Would you please return the lines of the entries below starting at the line that has "Task: where can the white table" and ending at the line that has "Task: where can the woman's right", both included, exactly as they are?

________

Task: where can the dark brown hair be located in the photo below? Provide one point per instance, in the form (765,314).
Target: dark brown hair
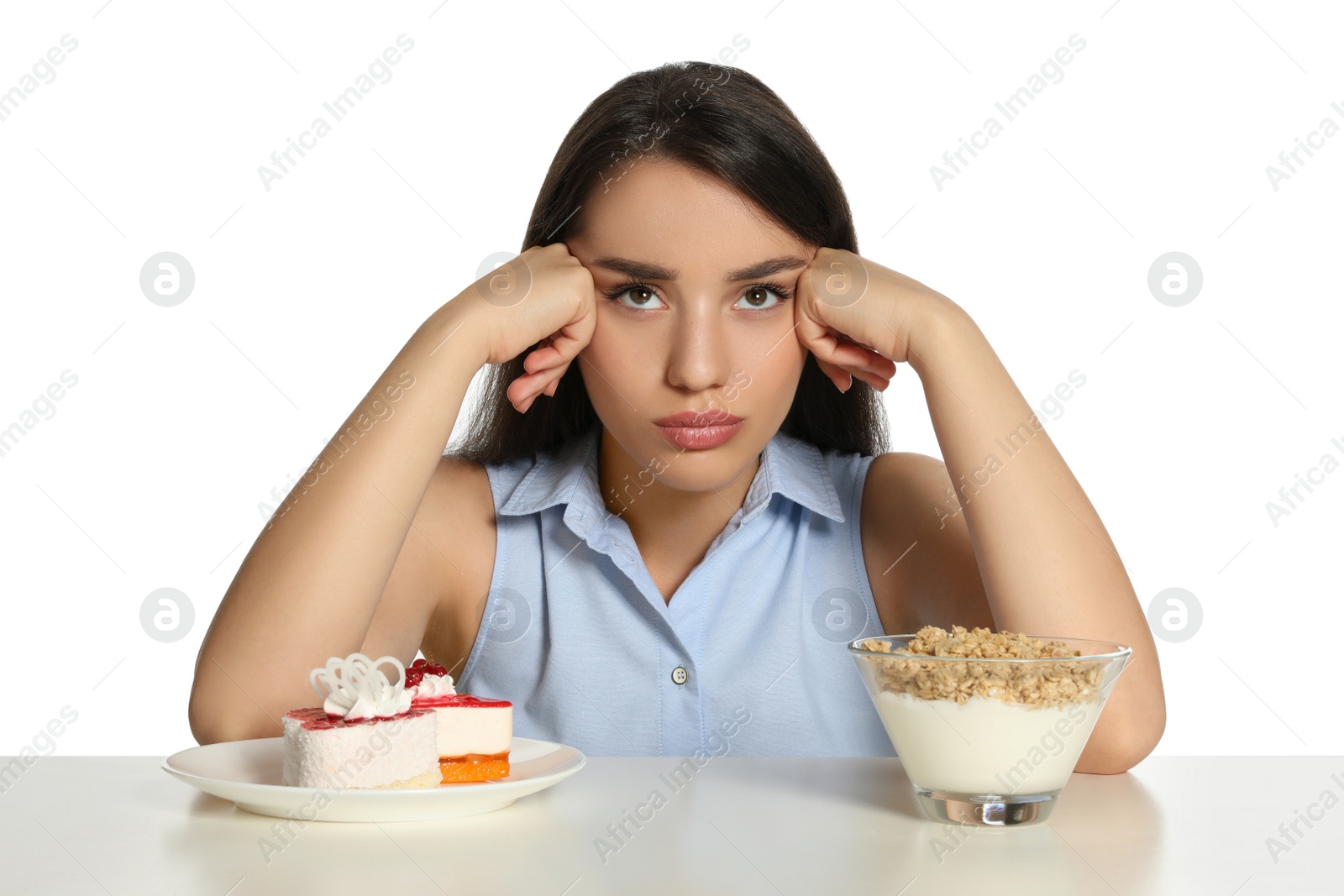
(725,123)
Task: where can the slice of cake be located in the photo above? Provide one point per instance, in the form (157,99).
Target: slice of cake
(475,734)
(365,735)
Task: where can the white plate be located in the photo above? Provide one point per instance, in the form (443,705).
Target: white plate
(248,773)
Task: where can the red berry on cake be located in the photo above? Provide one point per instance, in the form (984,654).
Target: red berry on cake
(366,734)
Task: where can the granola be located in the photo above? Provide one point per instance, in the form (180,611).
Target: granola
(1032,684)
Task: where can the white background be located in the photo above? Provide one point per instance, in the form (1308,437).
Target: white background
(151,469)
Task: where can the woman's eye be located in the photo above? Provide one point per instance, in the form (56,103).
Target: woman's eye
(642,296)
(756,297)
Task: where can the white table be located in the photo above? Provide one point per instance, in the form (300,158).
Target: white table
(743,825)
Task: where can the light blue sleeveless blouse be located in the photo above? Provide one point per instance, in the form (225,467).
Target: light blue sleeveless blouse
(749,658)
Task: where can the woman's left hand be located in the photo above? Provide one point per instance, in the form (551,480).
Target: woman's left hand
(858,317)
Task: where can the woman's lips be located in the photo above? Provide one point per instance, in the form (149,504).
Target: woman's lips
(703,436)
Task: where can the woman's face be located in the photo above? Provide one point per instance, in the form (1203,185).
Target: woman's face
(699,331)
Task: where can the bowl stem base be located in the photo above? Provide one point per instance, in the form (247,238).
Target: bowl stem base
(992,810)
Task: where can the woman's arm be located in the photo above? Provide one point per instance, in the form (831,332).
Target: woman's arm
(313,579)
(1046,560)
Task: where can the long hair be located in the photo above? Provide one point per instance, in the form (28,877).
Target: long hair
(725,123)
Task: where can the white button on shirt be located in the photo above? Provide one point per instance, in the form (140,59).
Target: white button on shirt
(578,637)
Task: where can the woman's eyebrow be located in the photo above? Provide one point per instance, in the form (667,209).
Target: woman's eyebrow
(644,270)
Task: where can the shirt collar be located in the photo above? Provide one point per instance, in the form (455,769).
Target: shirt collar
(790,466)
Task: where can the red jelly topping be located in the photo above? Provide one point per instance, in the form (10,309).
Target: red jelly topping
(417,671)
(457,700)
(316,718)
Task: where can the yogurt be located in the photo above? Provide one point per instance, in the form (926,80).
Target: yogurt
(987,746)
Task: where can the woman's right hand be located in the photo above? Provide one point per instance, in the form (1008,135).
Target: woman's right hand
(544,297)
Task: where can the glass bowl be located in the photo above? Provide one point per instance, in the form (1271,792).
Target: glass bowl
(988,741)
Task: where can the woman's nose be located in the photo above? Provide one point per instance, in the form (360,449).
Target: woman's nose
(701,355)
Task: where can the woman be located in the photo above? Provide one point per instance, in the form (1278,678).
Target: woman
(638,584)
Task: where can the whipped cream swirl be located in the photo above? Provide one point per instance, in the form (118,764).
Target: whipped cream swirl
(355,687)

________

RESULT BELOW ::
Task: where can the white table be located in the photo above? Provide one point per instance, in the form (300,158).
Target: white table
(743,825)
Task: where can the light blue sleeveless blouse be located in the photo above? Provide one point per instance, in the form (225,467).
Target: light blue sleeveless blouse
(749,658)
Task: where can the woman's left hand be located in the photo above? Provide one point per instance, in the form (551,480).
Target: woman's left hand
(858,317)
Task: where can the woman's lips be located in the photo above? Provide one point per instance, in the form (149,504).
Target: woman's lips
(703,436)
Task: where can the woman's face be located in the photo above? Provide one point per instance, in the form (1203,185).
Target: woman's face
(699,331)
Task: where can the bowl stem base be located in the photo above? Provide one point per instance, in the form (247,238).
Target: bowl stem base
(992,810)
Task: where can the woman's arm be located in the photo above? Provide one point per instance, in the form (831,332).
Target: woman's arm
(313,579)
(1046,560)
Task: where can the long hair be located in the photo above? Provide one point per instance, in the form (28,877).
Target: long hair
(725,123)
Task: where can the white button on shirt be located in the photo above? Provide one point per instance, in the form (140,59).
Target: white button on shirt
(578,637)
Task: where can the woman's eyebrow be located in the photo above? Provide one point per instance, in the form (667,209).
Target: woman's eyebrow
(644,270)
Task: where can the shirt collar be located in the photo above? Provide one point per instance, in the form (455,769).
Target: shirt collar
(790,466)
Task: where can the red jelly topping be located in the photo above? Provide one point per instance, in the form (10,309).
Target: red jelly topping
(417,671)
(457,700)
(316,718)
Task: where can the yogurt be located in the photo above? Provide one point per instance, in the form (926,80).
Target: yogurt
(987,746)
Task: where can the woman's right hand be located in the photo above? Provide one point per instance, in the form (1008,135).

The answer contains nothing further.